In the listing below, pick out every line that contains the string "rock" and copy each one. Case matters.
━━━━━ DATA SHOWN ━━━━━
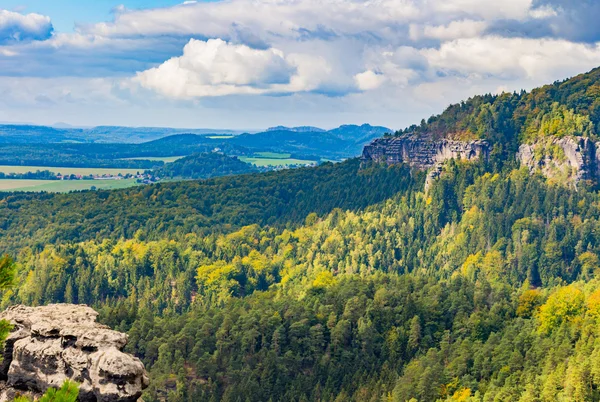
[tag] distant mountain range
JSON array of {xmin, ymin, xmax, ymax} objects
[
  {"xmin": 0, "ymin": 124, "xmax": 242, "ymax": 144},
  {"xmin": 0, "ymin": 124, "xmax": 392, "ymax": 156}
]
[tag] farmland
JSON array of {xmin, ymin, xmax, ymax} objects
[
  {"xmin": 117, "ymin": 156, "xmax": 185, "ymax": 163},
  {"xmin": 0, "ymin": 179, "xmax": 137, "ymax": 193},
  {"xmin": 239, "ymin": 156, "xmax": 316, "ymax": 167},
  {"xmin": 0, "ymin": 166, "xmax": 143, "ymax": 176}
]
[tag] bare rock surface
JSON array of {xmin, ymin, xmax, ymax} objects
[
  {"xmin": 362, "ymin": 135, "xmax": 490, "ymax": 169},
  {"xmin": 0, "ymin": 304, "xmax": 148, "ymax": 402},
  {"xmin": 517, "ymin": 137, "xmax": 600, "ymax": 185}
]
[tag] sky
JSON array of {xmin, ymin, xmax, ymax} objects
[{"xmin": 0, "ymin": 0, "xmax": 600, "ymax": 130}]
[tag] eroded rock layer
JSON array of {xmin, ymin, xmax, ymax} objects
[
  {"xmin": 517, "ymin": 137, "xmax": 600, "ymax": 184},
  {"xmin": 362, "ymin": 136, "xmax": 490, "ymax": 169},
  {"xmin": 0, "ymin": 304, "xmax": 148, "ymax": 402}
]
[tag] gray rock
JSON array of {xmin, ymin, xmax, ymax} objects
[
  {"xmin": 0, "ymin": 304, "xmax": 148, "ymax": 402},
  {"xmin": 517, "ymin": 137, "xmax": 600, "ymax": 186},
  {"xmin": 362, "ymin": 135, "xmax": 490, "ymax": 169}
]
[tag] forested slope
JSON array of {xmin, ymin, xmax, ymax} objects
[{"xmin": 5, "ymin": 71, "xmax": 600, "ymax": 402}]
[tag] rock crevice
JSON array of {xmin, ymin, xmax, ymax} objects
[
  {"xmin": 0, "ymin": 304, "xmax": 148, "ymax": 402},
  {"xmin": 362, "ymin": 135, "xmax": 490, "ymax": 169}
]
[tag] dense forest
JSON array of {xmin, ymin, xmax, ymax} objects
[
  {"xmin": 0, "ymin": 70, "xmax": 600, "ymax": 402},
  {"xmin": 395, "ymin": 68, "xmax": 600, "ymax": 160}
]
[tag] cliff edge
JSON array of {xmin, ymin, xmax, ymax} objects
[
  {"xmin": 362, "ymin": 135, "xmax": 491, "ymax": 169},
  {"xmin": 0, "ymin": 304, "xmax": 148, "ymax": 402}
]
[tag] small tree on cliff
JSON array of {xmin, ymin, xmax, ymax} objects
[{"xmin": 0, "ymin": 255, "xmax": 15, "ymax": 347}]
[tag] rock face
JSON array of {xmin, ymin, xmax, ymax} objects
[
  {"xmin": 517, "ymin": 137, "xmax": 600, "ymax": 185},
  {"xmin": 362, "ymin": 135, "xmax": 490, "ymax": 169},
  {"xmin": 0, "ymin": 304, "xmax": 148, "ymax": 402}
]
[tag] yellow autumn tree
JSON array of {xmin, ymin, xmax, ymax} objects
[{"xmin": 539, "ymin": 285, "xmax": 585, "ymax": 333}]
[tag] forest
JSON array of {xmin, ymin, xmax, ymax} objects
[{"xmin": 0, "ymin": 70, "xmax": 600, "ymax": 402}]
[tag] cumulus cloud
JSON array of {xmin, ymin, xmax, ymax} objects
[
  {"xmin": 354, "ymin": 70, "xmax": 385, "ymax": 91},
  {"xmin": 0, "ymin": 0, "xmax": 600, "ymax": 125},
  {"xmin": 0, "ymin": 10, "xmax": 54, "ymax": 44},
  {"xmin": 135, "ymin": 39, "xmax": 331, "ymax": 98}
]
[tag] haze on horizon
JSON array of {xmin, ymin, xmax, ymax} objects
[{"xmin": 0, "ymin": 0, "xmax": 600, "ymax": 129}]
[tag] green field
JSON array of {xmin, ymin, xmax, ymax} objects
[
  {"xmin": 122, "ymin": 156, "xmax": 185, "ymax": 163},
  {"xmin": 254, "ymin": 152, "xmax": 292, "ymax": 159},
  {"xmin": 0, "ymin": 166, "xmax": 144, "ymax": 176},
  {"xmin": 0, "ymin": 179, "xmax": 137, "ymax": 193},
  {"xmin": 239, "ymin": 156, "xmax": 316, "ymax": 167}
]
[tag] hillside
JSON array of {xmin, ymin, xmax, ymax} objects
━━━━━
OUTPUT FOR THIS EXERCISE:
[tag] bare rock surface
[tag] eroded rock layer
[tag] gray rock
[tag] rock crevice
[tag] rock face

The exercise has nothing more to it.